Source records

※

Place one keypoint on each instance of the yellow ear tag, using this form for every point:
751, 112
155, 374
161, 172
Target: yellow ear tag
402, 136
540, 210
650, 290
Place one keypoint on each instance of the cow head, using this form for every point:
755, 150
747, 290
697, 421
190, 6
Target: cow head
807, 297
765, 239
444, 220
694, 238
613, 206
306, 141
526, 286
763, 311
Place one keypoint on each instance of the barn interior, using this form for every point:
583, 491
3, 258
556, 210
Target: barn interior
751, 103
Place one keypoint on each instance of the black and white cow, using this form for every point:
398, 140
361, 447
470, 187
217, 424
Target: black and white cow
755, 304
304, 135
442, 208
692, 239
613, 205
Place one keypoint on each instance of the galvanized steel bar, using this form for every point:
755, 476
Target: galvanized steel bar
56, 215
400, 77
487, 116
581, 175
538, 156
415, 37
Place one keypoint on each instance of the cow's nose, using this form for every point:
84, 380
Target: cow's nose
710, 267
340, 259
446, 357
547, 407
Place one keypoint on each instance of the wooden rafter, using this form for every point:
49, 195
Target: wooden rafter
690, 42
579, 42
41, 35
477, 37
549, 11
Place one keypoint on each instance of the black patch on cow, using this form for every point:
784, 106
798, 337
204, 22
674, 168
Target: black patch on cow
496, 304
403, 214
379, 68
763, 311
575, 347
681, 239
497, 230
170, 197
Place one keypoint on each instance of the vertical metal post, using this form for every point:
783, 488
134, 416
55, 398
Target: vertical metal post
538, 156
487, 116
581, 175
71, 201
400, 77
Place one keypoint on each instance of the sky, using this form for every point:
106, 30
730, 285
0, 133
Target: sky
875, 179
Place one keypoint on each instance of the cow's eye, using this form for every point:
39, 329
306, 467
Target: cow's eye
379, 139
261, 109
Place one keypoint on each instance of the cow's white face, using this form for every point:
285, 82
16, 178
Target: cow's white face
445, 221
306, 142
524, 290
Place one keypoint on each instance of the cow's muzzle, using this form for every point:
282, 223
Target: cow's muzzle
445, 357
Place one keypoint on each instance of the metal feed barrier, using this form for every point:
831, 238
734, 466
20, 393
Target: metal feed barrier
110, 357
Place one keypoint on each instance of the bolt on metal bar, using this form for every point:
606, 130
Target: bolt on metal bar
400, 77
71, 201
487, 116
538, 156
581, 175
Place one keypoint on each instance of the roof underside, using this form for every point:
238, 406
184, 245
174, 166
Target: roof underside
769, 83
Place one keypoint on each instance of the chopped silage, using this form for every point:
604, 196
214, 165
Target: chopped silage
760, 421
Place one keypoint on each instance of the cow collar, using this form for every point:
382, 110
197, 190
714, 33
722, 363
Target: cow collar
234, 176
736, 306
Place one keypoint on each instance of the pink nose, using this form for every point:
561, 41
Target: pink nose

※

* _Problem statement_:
Revise the lines above so that every "keypoint" reads "marker", keeping all other text the same.

* _Result below_:
Place one marker on each instance of the yellow ear tag, using this form for every point:
751, 112
155, 374
161, 172
Target: yellow ear tag
402, 136
540, 210
650, 290
Place one marker on each instance of the cow head, using this form for every point:
755, 150
747, 290
697, 421
190, 6
Target: cow head
807, 297
765, 239
444, 220
694, 238
613, 206
306, 141
526, 286
763, 311
Place one marker on each instance of the barn interior, using this form for every point:
583, 491
3, 258
556, 210
Target: barn interior
751, 103
Place one marker on each instance of the black and white cow, using this form for every point:
398, 140
361, 447
470, 187
217, 424
Target: black and white cow
755, 304
304, 135
442, 208
692, 239
613, 205
Place one marker on each instance of the galvanized steel bar, using this form for every point:
755, 476
Target: galvanized steel bar
56, 215
400, 77
487, 116
581, 175
538, 156
415, 37
Place one marker on each instance of the cow's nose, using this form for every point:
84, 380
Target: cow's nose
710, 267
340, 259
446, 357
547, 407
Place one marker on each instance of the wooden rafter, using this form for every point:
49, 195
Target: wooden rafter
690, 42
579, 42
41, 35
477, 37
549, 11
Place one marker on each instance of the black patch on cow, using this form for every point:
784, 106
798, 337
204, 22
674, 168
Target: black patch on cow
496, 304
403, 214
379, 68
763, 311
575, 347
681, 239
497, 230
170, 197
Place one marker on each instance of the vertical metal post, using this form for every point:
783, 488
134, 416
55, 398
Target: vertical metal post
538, 156
487, 116
581, 175
71, 201
400, 77
Place one marker on each instance of the sky, using this form for every point:
106, 30
730, 285
0, 133
Target: sky
875, 179
Place one marker on each instance of the cow's eye, using this form for every point:
39, 329
306, 467
Target: cow's eye
379, 139
261, 109
Place one marker on each instance of the cow's white face, using this form for every point:
285, 82
16, 178
Target: cow's white face
445, 221
306, 142
524, 290
Place one marker on each instance of the cow's muzzle, using this form for every point:
282, 223
Target: cow's muzzle
445, 357
Place one marker on each instance of the metal feed barrier, using this form for every point:
831, 238
734, 466
20, 393
Target: metal feed barrier
110, 357
Place one marker on each instance of the bolt on metal bar, using this form for every point:
606, 130
Target: bolt on metal bar
400, 77
71, 201
487, 116
538, 156
581, 175
Place one marker on each instance of the roof underside, using this form for every point:
238, 406
184, 245
174, 166
Target: roof underside
769, 83
Place one marker on each instance of the chopped silage, using this form for every point:
604, 196
214, 165
Target: chopped silage
760, 421
Place one marker on each instance of the cow collar, using this form for every point:
382, 110
197, 190
714, 33
722, 363
Target: cow collar
234, 176
736, 306
Place one marker on each instance of the pink nose, using this form for every point:
561, 41
Target: pink nose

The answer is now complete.